▼▼▼
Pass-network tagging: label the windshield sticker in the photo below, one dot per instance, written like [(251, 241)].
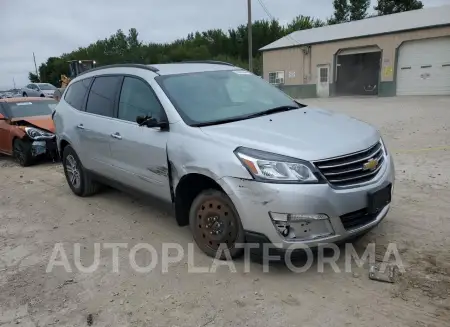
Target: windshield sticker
[(241, 72)]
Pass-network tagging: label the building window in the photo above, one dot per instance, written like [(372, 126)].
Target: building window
[(324, 75), (276, 77)]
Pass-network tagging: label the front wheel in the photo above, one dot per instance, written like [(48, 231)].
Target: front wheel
[(79, 180), (22, 152), (214, 221)]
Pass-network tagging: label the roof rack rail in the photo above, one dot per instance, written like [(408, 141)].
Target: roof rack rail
[(206, 62), (141, 66)]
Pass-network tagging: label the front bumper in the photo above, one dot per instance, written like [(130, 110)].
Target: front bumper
[(254, 201)]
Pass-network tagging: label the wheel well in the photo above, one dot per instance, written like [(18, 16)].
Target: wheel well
[(187, 190)]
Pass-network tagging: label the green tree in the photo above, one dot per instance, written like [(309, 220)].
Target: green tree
[(33, 77), (303, 23), (214, 44), (358, 9), (341, 12), (387, 7)]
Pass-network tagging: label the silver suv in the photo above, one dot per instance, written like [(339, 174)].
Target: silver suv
[(239, 159)]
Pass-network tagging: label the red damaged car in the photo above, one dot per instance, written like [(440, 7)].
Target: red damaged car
[(27, 129)]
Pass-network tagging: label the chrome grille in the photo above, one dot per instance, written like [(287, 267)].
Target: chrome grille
[(349, 169)]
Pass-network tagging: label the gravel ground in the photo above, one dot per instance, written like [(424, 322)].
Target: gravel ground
[(38, 210)]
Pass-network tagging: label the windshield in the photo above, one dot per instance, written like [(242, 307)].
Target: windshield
[(210, 97), (46, 87), (32, 108)]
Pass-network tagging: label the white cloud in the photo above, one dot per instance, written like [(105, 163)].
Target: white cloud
[(52, 27)]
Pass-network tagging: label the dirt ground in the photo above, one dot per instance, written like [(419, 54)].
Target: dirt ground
[(38, 210)]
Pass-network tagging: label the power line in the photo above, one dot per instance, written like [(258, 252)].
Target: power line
[(273, 18)]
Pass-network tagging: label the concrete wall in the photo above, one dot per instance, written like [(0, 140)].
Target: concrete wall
[(292, 59)]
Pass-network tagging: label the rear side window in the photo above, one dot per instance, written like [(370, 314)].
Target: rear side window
[(76, 93), (102, 95)]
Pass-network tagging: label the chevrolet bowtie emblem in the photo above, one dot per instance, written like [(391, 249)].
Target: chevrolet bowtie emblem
[(372, 164)]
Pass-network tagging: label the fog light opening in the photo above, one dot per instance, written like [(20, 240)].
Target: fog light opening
[(302, 226)]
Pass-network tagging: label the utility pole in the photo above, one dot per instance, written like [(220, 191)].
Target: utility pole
[(35, 67), (249, 32)]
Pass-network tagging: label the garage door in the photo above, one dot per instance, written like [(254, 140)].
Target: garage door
[(424, 67)]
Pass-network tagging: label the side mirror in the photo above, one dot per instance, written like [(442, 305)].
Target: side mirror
[(150, 122)]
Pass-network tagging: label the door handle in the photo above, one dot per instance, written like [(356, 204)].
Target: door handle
[(116, 136)]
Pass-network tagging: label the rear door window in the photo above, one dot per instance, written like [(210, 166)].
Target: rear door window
[(76, 93), (102, 96)]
▲▲▲
* TASK DETAILS
Give every line of the rows above as a Markdown table with two columns, No. and Line, numbering the lines in order and skipping blank lines. Leave the pictures out.

* WRITTEN SOLUTION
| No. | Line |
|---|---|
| 1 | Pass-network tagging: label the windshield sticker in the photo below, one dot per instance, written like [(251, 241)]. |
| 2 | Target: windshield sticker |
| 3 | [(241, 72)] |
| 4 | Pass-network tagging: label the building window in the photo above, one dot per instance, written like [(372, 126)]. |
| 5 | Target: building window |
| 6 | [(324, 75), (276, 77)] |
| 7 | Pass-network tagging: label the front wheel in the photo above, one dot per instance, written like [(48, 231)]. |
| 8 | Target: front wheel |
| 9 | [(79, 180), (22, 152), (214, 221)] |
| 10 | Pass-network tagging: label the roof rack rail in the photo above, one dot per instance, written like [(408, 141)]. |
| 11 | Target: roof rack rail |
| 12 | [(206, 62), (141, 66)] |
| 13 | Pass-network tagging: label the front bumper in the photo above, one dot per instance, written like [(130, 110)]. |
| 14 | Target: front bumper |
| 15 | [(254, 201)] |
| 16 | Pass-network tagging: label the wheel well in the photo above, one dot per instance, written like [(18, 16)]. |
| 17 | Target: wheel well |
| 18 | [(187, 190)] |
| 19 | Pass-network tagging: label the green tree in the photo above, one dot per instance, written like [(309, 220)]. |
| 20 | Target: green tree |
| 21 | [(33, 77), (303, 23), (214, 44), (358, 9), (341, 12), (387, 7)] |
| 22 | Pass-network tagging: label the silver suv in the photo above, one dot per instance, written like [(339, 174)]. |
| 23 | Target: silver suv |
| 24 | [(239, 159)] |
| 25 | Pass-network tagging: label the red damaged car in the photo above, one dot per instance, written like [(440, 7)]. |
| 26 | Target: red damaged car |
| 27 | [(27, 129)] |
| 28 | Pass-network tagging: label the chrome grille in the photo above, one dot per instance, written like [(287, 267)]. |
| 29 | Target: chrome grille |
| 30 | [(349, 169)] |
| 31 | Pass-network tagging: label the gravel ground in the photo above, one dot per instance, written like [(424, 322)]. |
| 32 | Target: gravel ground |
| 33 | [(38, 210)] |
| 34 | Pass-network tagging: label the windshield in the photo above, one dot per instance, written like [(242, 307)]. |
| 35 | Target: windshield |
| 36 | [(210, 97), (46, 87), (32, 108)] |
| 37 | Pass-network tagging: label the white cloud in the photo above, one dot per instance, written like [(105, 163)]. |
| 38 | Target: white cloud |
| 39 | [(52, 27)] |
| 40 | Pass-network tagging: label the dirt ground in the photo above, one dot per instance, written like [(419, 54)]. |
| 41 | Target: dirt ground |
| 42 | [(38, 210)] |
| 43 | Pass-network tagging: label the power line in the photo above, one dot per instance, written like [(258, 252)]. |
| 44 | Target: power line |
| 45 | [(273, 18)] |
| 46 | Pass-network tagging: label the concrete wall in the photo above, one dot per instance, written like [(0, 140)]. |
| 47 | Target: concrete wall |
| 48 | [(292, 59)] |
| 49 | Pass-network tagging: label the rear side window in the photo above, one dot per instance, written like [(370, 314)]. |
| 50 | Target: rear side window |
| 51 | [(76, 93), (102, 95)] |
| 52 | Pass-network tagging: label the chevrolet bowtie emblem in the photo above, one dot per instance, written like [(391, 249)]. |
| 53 | Target: chevrolet bowtie emblem |
| 54 | [(372, 164)] |
| 55 | Pass-network tagging: label the fog light opening in the photo above, one dot per instance, written like [(20, 240)]. |
| 56 | Target: fog light opening |
| 57 | [(302, 226)] |
| 58 | Pass-network tagging: label the utility pole in the photo above, one dot per instance, written like [(220, 191)]. |
| 59 | Target: utility pole |
| 60 | [(35, 67), (249, 32)] |
| 61 | Pass-network tagging: label the garage door in the photo above, one dot per instance, written like [(254, 140)]. |
| 62 | Target: garage door |
| 63 | [(424, 67)] |
| 64 | Pass-network tagging: label the side mirror in the photo above, one dot per instance, written like [(442, 305)]. |
| 65 | Target: side mirror |
| 66 | [(150, 122)] |
| 67 | Pass-network tagging: label the door handle in the photo above, one dot per instance, written like [(356, 204)]. |
| 68 | Target: door handle |
| 69 | [(116, 136)] |
| 70 | Pass-network tagging: label the rear door window in the photo above, one dot per instance, written like [(210, 166)]. |
| 71 | Target: rear door window |
| 72 | [(76, 93), (102, 96)] |